[[ PAGE EXCERPT, beginning ]]

Tuesday, June 10, 2014

The other Hallelujahs


“Hallelujah” will be presented in Cuernavaca on Friday. When I saw the poster for this concert I mistakenly thought they would be singing Handel’s famed Hallelujah Chorus. In fact they are singing two very different versions.

The singers are the Agrupación Coral Deo Gracias, a Cuernavaca-based multilingual chorus representing many nations. It’s an interesting group of people who are joined together by their love of music.

There’s Olga Ruiz, a retired obstetrician-gynocologist and grandmother in her 80s who will sing one of the solos. Her granddaughter Natalia Reveles, a student at the Tec de Monterrey in Cuernavaca, joins her in the choir.
Bass soloist Tony Trejo has also involved his family; he now has two teenage daughters in the chorus.

Susan Kirago is from Kenya and like the rest of the choir sings in five languages. They haven’t yet sung something in her native language.

[[ PAGE EXCERPT, end ]]
[[ DATASET ENTRIES, beginning ]]

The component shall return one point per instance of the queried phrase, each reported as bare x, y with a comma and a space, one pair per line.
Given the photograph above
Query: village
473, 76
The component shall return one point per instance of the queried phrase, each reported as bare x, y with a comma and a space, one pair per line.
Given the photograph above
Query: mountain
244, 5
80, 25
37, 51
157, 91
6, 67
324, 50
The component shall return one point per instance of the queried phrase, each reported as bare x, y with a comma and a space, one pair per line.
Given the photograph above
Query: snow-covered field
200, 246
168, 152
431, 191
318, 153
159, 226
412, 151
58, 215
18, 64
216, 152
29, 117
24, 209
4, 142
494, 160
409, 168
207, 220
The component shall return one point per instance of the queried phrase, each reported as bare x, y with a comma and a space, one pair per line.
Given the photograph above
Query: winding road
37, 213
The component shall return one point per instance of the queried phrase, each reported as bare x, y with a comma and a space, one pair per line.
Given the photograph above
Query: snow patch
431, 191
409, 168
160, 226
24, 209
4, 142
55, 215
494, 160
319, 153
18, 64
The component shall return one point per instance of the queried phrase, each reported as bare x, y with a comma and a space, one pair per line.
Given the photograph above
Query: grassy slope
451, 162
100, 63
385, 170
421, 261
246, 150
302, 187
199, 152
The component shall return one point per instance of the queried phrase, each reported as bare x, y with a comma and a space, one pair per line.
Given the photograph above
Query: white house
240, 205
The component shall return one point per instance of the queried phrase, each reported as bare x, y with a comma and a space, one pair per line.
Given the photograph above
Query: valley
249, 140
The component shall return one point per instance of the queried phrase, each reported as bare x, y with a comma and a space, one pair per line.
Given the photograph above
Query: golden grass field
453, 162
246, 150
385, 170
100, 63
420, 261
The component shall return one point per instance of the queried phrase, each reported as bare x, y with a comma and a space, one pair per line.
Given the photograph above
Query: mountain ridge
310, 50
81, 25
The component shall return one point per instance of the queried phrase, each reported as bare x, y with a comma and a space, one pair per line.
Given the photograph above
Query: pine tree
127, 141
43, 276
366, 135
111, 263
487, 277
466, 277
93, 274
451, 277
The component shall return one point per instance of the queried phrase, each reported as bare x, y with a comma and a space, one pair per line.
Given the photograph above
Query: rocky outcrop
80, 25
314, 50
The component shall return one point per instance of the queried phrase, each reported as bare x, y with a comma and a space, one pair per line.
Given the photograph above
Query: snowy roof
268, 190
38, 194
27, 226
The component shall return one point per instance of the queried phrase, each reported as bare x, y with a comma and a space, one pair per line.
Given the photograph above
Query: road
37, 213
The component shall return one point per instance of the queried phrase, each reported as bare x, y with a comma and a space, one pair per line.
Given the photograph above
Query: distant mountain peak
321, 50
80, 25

[[ DATASET ENTRIES, end ]]

TASK LIST —
1. Summarize the post about the Hallelujah concert in two sentences.
2. From the Hallelujah concert post, extract the stretch from "The singers are" through "love of music.".
3. Write what comes next in the post about the Hallelujah concert, picking up after its final sentence.

EXERCISE ANSWERS —
1. A concert titled "Hallelujah" will be presented in Cuernavaca on Friday, and instead of Handel's Hallelujah Chorus, as the writer first mistakenly thought, it will feature two very different versions. The singers are the Agrupación Coral Deo Gracias, a Cuernavaca-based multilingual chorus whose members include soloist Olga Ruiz and her granddaughter Natalia Reveles, bass soloist Tony Trejo and his two teenage daughters, and Susan Kirago from Kenya.

2.
The singers are the Agrupación Coral Deo Gracias, a Cuernavaca-based multilingual chorus representing many nations. It’s an interesting group of people who are joined together by their love of music.

3.
Many of the singers, like my friend Ellen Macdonald-Almazán, are cancer survivors.

And they are all serious about their music. In addition to rehearsing for concerts like this one, they study music theory and vocalization each week with the chorus director Andrea Carr and her assistant Moisés Hernández.

Andrea Carr has been leading the group since retiring as head of the music department at La Salle University in Cuernavaca. Born in Montreal and raised in Mexico, she was a child prodigy on the piano and performed from the age of 10 in major recitals and concerts.  She traveled to England for high school and spent her college years in Canada, studying under piano greats Luba Zuk and Charles Reiner at McGill University.

While always pursuing her love of piano, Andrea took voice lessons and sang in choirs wherever she lived. At the age of 19 she began to accompany those choirs and eventually led them.

Chorus assistant Moisés Hernández is a La Salle music school graduate and was a student of Professor Andrea. As a result of a 2008 accident he’s bound to a wheelchair and no longer able to pursue a career as a drummer. He and Andrea split the 38-member choir so they can teach both beginning and advanced music theory.

In this, their sixth concert, the Agrupación Coral Deo Gracias is singing an ambitious program ranging from the baroque to the secular, from the 16th century to the 21st.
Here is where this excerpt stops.